[START DATA LISTING]

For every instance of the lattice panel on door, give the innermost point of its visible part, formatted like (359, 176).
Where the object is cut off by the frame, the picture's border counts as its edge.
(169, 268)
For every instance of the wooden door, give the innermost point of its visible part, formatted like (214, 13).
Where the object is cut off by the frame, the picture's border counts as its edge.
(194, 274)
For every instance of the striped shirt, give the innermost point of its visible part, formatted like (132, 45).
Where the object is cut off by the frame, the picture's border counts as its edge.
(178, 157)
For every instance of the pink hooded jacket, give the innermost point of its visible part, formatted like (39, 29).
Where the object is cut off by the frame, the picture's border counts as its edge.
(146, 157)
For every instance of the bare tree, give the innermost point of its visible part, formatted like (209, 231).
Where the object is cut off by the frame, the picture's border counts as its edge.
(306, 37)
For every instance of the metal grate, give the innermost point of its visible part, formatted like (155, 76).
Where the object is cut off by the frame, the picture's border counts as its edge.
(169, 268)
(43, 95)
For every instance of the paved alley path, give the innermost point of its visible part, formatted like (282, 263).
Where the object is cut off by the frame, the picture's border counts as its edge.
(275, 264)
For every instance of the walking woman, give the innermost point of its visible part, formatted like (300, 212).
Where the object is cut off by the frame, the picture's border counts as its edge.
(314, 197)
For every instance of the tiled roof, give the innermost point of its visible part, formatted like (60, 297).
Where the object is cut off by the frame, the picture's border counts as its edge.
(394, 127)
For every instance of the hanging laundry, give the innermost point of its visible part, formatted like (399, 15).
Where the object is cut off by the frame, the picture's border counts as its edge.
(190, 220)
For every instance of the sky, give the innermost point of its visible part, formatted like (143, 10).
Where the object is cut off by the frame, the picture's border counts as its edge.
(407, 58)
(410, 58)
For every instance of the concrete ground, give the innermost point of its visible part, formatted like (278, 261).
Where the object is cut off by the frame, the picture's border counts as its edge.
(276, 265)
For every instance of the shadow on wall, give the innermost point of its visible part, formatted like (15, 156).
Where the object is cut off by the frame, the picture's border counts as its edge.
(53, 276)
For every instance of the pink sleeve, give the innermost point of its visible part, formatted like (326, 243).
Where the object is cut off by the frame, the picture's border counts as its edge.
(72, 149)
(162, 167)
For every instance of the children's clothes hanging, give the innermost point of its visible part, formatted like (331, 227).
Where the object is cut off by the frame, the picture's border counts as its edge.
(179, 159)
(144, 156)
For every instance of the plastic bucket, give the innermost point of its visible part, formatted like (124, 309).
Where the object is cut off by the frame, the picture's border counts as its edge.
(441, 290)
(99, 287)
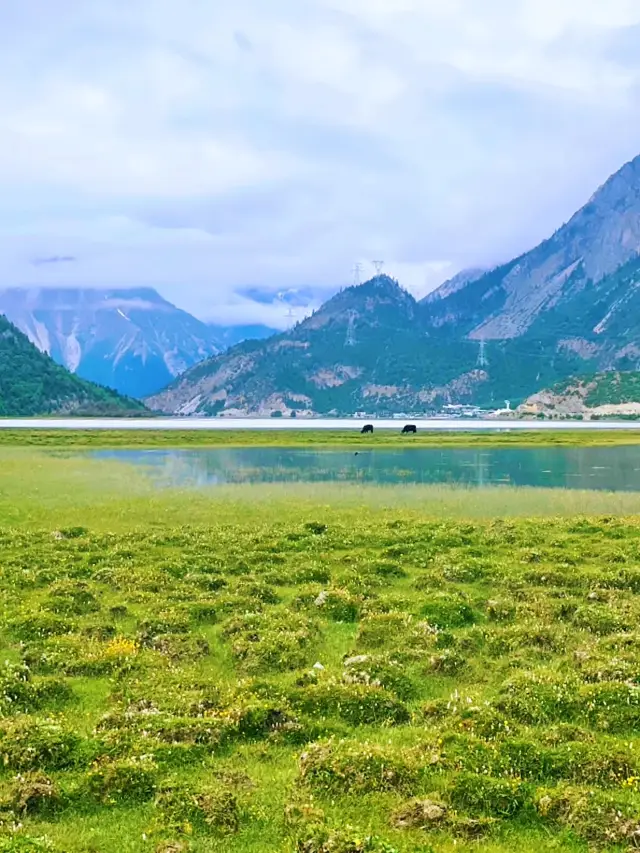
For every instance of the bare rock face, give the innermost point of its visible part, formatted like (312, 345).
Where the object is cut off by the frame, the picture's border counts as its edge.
(599, 239)
(132, 340)
(568, 307)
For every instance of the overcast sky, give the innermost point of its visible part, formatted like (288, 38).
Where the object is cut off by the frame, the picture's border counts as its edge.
(205, 147)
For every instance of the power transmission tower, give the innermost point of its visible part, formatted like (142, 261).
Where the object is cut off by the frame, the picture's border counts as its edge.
(482, 355)
(350, 339)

[END DATA LISTING]

#### TO BE DONE
Lay out the records from the line containing "For every instance of the concrete" through the last line of the records as a JSON list of strings, one per line, with blank lines dropped. Omit the pictures.

#### TASK SOLUTION
[
  "For every instance of the concrete ground, give the innermost point of its visible part, formatted like (278, 261).",
  "Where the object is cut off by the frame, the picture's border counts as its edge.",
  "(276, 265)",
  "For every instance of the shadow on wall, give the innermost point of its visible part, formatted like (15, 156).",
  "Where the object is cut off by the frame, the picture's border counts as its edge.",
  "(53, 276)",
  "For every instance of the pink sleeve, give the innermost point of its visible part, formatted like (326, 243).",
  "Where the object is cut off by the frame, the picture's border counts as its edge.",
  "(72, 149)",
  "(162, 167)",
  "For every instance of the children's clothes hanging, give the innermost point of its visible part, formatted like (331, 227).",
  "Where the object is cut off by the frame, the picture's border counts as its edge.",
  "(179, 159)",
  "(144, 156)",
  "For every instance of the plastic bucket, give the innermost point of its visible part, formatted like (124, 309).",
  "Where the object is cut off by the frame, the picture's border counts as its edge.",
  "(441, 290)",
  "(99, 287)",
  "For every instance of the bare rock face, give the innermost point of its visible part, formatted like (312, 345).",
  "Where the object is cut off by the frame, the picture's border counts as its edge.",
  "(599, 239)",
  "(132, 340)",
  "(568, 307)",
  "For every instance of the overcast sky, give the innermost point of its visible part, formatted like (288, 38).",
  "Where the object is cut off by the frame, the picture's border counts as its edge.",
  "(205, 147)",
  "For every instance of the power transmission tower, give the innermost point of its visible part, formatted like (142, 261).",
  "Where the object is cut off by the frame, the picture's border counts as its edge.",
  "(482, 355)",
  "(350, 339)"
]